■ **DATA**:
— Begin —

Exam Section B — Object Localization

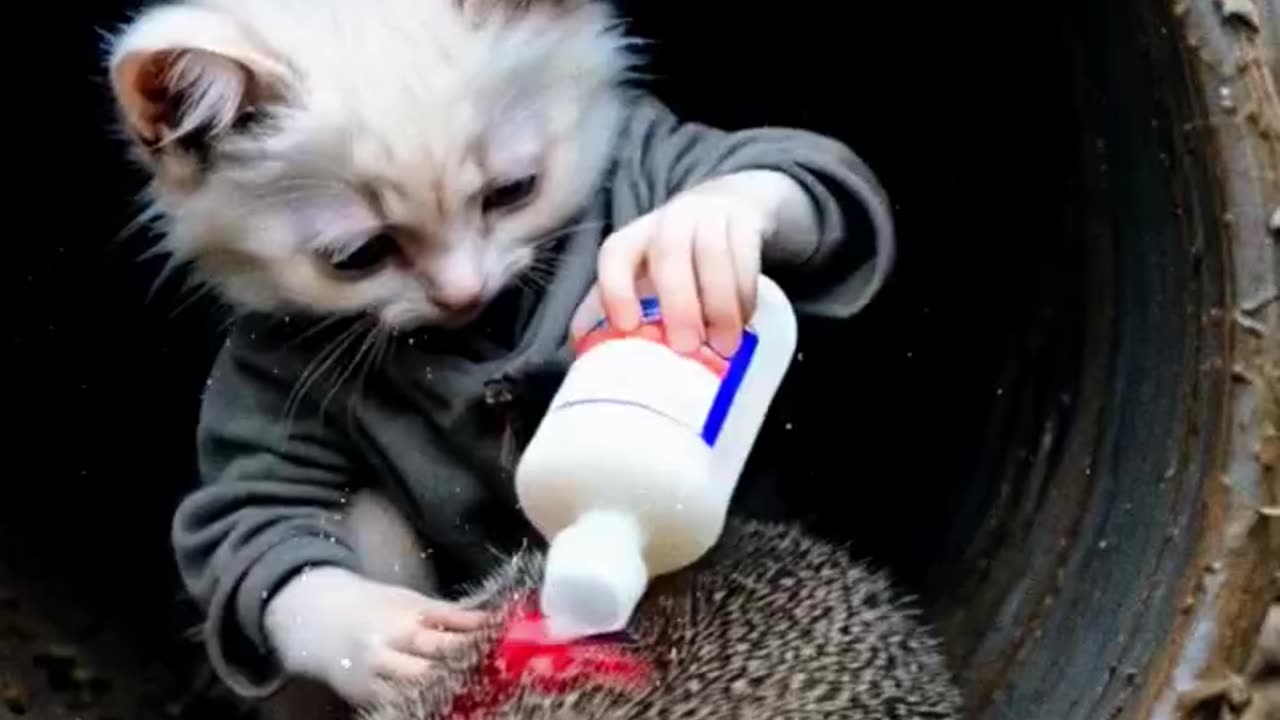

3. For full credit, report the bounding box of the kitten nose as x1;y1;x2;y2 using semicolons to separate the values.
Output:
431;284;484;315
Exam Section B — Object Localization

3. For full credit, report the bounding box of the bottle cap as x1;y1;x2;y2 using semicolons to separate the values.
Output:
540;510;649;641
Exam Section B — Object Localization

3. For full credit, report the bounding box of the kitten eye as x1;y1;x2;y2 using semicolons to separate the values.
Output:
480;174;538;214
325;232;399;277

— End —
— Begin —

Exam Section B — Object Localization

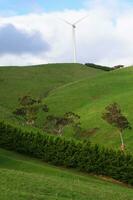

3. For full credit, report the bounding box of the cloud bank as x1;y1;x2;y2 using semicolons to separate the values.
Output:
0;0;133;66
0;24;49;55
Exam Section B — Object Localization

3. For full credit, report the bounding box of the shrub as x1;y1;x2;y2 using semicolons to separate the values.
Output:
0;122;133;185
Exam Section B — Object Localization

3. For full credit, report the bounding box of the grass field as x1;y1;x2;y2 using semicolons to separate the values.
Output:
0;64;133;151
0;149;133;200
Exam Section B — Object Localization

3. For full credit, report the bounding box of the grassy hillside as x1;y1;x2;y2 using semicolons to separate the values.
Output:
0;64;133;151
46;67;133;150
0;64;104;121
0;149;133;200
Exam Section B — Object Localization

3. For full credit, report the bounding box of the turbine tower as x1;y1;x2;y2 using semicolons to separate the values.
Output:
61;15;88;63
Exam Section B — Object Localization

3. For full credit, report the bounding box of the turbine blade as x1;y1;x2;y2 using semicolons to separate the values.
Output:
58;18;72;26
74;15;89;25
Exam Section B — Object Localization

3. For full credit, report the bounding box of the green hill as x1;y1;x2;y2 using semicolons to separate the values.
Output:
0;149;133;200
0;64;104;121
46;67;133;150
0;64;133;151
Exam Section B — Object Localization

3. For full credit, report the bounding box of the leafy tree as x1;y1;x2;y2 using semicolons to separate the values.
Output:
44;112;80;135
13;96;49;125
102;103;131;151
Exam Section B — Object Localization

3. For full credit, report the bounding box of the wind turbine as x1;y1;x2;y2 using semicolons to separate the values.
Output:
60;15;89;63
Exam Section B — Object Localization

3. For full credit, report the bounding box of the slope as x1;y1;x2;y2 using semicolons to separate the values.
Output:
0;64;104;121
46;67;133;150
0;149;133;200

— End —

■ **TASK OBJECTIVE**: Select each line of the records above that contains the word "kitten" and copy those lines.

■ **PROBLEM SOLUTION**:
3. For full credit, report the bounding box of the kitten nose as x1;y1;x2;y2 using semicolons to separate the values.
3. For full credit, report the bounding box of the kitten eye as x1;y1;x2;y2 using semicolons to separate the values.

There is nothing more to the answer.